Извлечённый текст

----------

Фурцева сказала Ростроповичу:
— Вы покровительствуете Солженицыну. Он живет у вас на даче. В течение года мы не будем пускать вас за границу.
— Никогда не считал, что выступать перед своим народом — наказание.
* * *
Билетерша на вернисаже требует у вошедшего:
— Ваш билет!
— Я Пикассо!
— Докажите.
Пикассо рисует голубя мира, и его пропускают. Следом идет Фурцева, тоже без билета. Билетерша ей:
— Мы пропустили Пикассо и вас пропустим, если докажете, что вы министр культуры СССР.
— А кто такой Пикассо?
— Проходите, товарищ Фурцева!
* * *
Мои встречи с министром культуры. Однажды меня пригласили к Фурцевой на совещание по проблемам театра. Драматурги и режиссеры сводили счеты друг с другом, а вместе — с репертуарным комитетом. Фурцева комментировала каждое выступление, исходя из официального рейтинга выступающего и представления о его благонадежности.

----------

Предоставленный листинг
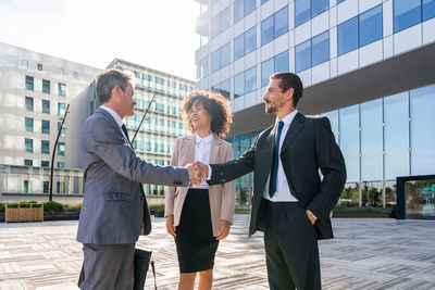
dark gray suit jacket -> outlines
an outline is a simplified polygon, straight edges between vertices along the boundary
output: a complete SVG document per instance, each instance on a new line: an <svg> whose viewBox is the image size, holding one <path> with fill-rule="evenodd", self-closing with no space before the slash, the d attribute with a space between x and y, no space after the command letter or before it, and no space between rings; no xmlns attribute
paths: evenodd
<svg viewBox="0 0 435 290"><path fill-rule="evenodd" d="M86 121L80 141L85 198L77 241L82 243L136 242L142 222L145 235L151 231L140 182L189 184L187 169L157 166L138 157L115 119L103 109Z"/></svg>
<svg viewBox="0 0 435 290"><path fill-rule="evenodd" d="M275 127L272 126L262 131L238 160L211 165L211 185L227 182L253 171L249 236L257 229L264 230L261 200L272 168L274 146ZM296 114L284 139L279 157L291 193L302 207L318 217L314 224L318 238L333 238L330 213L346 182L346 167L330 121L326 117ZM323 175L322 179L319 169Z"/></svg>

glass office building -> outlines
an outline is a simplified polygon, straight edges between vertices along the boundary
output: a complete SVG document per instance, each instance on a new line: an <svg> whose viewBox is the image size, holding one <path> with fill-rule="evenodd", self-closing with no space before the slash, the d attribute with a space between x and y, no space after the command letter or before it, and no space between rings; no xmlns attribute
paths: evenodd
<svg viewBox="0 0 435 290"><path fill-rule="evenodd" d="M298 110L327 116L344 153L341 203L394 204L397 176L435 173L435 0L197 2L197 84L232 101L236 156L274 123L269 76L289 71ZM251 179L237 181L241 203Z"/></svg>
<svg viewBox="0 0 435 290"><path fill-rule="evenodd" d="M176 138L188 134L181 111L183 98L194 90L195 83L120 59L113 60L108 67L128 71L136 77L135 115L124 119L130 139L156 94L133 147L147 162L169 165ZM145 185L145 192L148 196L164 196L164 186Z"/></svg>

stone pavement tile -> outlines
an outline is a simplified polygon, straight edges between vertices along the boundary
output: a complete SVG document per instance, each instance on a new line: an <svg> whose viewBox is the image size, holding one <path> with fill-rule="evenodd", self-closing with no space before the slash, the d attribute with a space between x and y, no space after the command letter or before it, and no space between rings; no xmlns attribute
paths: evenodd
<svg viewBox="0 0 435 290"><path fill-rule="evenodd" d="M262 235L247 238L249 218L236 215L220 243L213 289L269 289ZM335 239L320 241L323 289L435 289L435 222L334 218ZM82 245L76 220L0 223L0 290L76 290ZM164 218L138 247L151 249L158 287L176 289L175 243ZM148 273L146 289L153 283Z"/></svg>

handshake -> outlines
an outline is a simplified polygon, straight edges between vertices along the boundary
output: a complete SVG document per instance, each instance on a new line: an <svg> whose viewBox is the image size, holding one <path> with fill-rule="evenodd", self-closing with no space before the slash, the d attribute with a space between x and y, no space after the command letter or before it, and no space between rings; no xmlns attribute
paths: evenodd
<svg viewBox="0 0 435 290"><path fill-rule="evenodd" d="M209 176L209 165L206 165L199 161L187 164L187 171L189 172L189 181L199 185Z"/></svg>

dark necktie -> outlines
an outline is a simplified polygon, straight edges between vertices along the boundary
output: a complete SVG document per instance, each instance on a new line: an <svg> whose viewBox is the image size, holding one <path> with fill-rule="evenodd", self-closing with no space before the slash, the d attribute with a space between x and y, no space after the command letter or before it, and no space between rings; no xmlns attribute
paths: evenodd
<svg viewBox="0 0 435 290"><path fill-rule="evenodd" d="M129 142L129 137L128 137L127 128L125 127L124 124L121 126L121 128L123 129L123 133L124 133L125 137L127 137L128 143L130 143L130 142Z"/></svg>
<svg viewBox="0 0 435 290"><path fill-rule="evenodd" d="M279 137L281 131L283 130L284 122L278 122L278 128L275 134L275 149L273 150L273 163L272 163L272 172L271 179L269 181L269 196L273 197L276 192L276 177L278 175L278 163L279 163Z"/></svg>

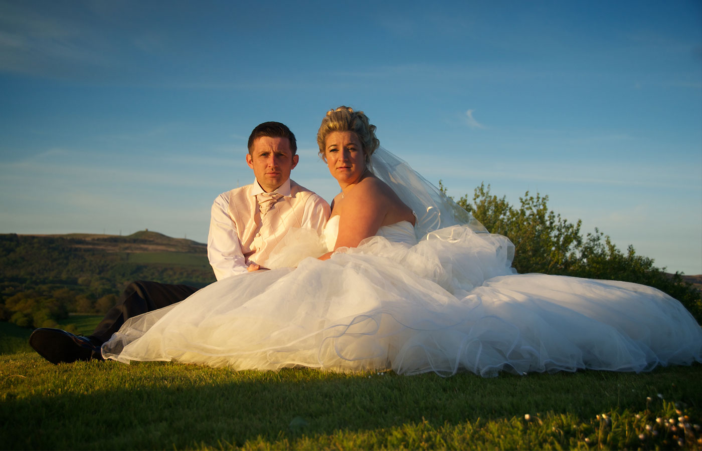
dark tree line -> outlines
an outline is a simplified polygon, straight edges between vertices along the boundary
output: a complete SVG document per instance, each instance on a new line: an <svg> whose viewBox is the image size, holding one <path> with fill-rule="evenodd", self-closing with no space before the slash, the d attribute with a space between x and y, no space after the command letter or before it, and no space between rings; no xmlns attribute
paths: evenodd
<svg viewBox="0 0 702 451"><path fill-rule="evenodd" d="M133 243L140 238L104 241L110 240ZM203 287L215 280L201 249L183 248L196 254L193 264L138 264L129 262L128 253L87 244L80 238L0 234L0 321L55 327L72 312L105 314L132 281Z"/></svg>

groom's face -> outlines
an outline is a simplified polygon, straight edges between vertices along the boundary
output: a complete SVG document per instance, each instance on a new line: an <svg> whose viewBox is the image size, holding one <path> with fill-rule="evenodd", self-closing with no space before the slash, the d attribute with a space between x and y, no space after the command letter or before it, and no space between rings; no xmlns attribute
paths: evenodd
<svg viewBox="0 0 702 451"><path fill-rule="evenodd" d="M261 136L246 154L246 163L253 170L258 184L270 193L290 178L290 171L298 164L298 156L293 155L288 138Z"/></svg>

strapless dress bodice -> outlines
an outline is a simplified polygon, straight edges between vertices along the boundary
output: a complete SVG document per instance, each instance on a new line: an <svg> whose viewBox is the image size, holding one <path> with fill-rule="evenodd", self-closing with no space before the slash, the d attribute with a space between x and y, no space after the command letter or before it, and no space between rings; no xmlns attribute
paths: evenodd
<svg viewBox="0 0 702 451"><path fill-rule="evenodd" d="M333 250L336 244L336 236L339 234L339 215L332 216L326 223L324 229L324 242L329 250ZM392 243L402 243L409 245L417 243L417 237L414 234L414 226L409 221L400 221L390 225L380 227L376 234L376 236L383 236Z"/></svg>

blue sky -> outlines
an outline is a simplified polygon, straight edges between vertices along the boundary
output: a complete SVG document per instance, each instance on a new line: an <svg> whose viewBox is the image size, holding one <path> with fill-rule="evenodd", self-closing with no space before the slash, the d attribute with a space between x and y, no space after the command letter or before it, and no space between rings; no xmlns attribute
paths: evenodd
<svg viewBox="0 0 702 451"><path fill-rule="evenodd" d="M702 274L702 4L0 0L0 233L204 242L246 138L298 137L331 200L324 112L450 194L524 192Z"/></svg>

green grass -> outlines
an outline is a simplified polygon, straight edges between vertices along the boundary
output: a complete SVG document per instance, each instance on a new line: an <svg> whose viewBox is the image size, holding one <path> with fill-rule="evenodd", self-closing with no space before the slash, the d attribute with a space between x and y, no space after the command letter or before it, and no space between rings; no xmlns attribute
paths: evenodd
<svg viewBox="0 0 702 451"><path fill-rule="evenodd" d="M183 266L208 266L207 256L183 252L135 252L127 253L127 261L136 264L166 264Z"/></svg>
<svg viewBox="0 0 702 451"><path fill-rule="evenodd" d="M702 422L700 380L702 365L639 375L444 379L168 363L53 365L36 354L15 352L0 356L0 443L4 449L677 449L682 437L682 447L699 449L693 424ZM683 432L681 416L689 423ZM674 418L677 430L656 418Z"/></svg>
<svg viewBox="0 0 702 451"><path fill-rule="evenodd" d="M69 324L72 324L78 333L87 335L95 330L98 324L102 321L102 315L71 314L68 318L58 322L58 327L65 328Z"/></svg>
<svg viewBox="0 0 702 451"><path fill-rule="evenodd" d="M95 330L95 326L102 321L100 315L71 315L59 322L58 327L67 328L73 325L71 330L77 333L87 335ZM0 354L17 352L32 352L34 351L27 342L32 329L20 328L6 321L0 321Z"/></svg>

----------

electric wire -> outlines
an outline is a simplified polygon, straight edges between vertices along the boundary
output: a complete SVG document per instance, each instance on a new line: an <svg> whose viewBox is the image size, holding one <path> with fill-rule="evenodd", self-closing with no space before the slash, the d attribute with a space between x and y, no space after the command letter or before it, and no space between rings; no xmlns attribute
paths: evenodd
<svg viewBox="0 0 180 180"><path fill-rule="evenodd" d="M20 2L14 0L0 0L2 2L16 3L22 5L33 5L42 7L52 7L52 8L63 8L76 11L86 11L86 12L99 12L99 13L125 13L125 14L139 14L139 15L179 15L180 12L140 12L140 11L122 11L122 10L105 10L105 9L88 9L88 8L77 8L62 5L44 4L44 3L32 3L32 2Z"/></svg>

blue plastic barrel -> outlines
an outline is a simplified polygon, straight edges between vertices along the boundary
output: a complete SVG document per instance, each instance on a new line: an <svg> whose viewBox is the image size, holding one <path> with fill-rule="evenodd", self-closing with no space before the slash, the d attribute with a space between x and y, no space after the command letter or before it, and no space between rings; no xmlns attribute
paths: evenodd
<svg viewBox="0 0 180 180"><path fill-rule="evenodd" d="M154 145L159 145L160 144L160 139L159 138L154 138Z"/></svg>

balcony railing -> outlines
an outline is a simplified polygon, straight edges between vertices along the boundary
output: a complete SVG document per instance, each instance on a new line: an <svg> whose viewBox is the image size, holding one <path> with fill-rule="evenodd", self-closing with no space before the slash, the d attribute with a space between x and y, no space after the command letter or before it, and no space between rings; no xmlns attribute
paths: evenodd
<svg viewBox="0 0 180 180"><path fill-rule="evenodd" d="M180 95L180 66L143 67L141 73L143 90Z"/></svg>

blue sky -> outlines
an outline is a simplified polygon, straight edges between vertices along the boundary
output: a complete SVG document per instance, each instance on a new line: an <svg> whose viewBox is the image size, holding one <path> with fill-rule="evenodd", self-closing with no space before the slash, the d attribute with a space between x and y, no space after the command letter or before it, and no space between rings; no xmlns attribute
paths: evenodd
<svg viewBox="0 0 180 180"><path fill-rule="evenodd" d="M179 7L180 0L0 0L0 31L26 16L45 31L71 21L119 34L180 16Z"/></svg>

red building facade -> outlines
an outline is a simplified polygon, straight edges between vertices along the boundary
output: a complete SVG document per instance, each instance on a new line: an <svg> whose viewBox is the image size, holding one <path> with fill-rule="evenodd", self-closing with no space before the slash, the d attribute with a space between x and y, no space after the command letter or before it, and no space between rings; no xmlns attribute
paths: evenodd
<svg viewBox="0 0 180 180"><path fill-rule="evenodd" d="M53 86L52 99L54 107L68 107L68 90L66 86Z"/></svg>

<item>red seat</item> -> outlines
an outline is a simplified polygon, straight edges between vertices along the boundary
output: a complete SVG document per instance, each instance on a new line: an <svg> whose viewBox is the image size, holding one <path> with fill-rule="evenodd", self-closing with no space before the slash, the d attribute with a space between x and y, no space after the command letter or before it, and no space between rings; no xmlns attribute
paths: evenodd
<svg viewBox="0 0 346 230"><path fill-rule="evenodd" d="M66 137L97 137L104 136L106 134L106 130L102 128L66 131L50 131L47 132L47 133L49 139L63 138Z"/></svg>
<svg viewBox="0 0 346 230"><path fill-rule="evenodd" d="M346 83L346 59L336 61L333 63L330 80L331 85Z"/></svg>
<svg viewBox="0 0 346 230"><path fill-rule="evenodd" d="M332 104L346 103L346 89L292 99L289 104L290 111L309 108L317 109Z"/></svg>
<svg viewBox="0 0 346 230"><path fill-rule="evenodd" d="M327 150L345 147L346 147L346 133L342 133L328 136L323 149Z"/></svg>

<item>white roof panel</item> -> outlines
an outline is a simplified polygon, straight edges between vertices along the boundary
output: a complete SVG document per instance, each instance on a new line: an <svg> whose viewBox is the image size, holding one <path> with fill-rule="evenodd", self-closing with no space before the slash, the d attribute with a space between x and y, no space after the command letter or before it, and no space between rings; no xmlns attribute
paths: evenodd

----------

Задание
Определите, соответствуют ли тексту о Фурцевой утверждения: (a) Фурцева пригрозила Ростроповичу год не выпускать его за границу; (b) Пикассо пропустили на вернисаж, когда он предъявил билет; (c) на совещании по проблемам театра драматурги и режиссеры вместе выступили против Фурцевой. На каждое ответьте «да» или «нет» и приведите решающие слова текста дословной цитатой. Листинг для работы не понадобится.

Ваш ответ
(a) Да: «В течение года мы не будем пускать вас за границу».
(b) Нет: «Пикассо рисует голубя мира, и его пропускают».
(c) Нет: «Драматурги и режиссеры сводили счеты друг с другом, а вместе — с репертуарным комитетом».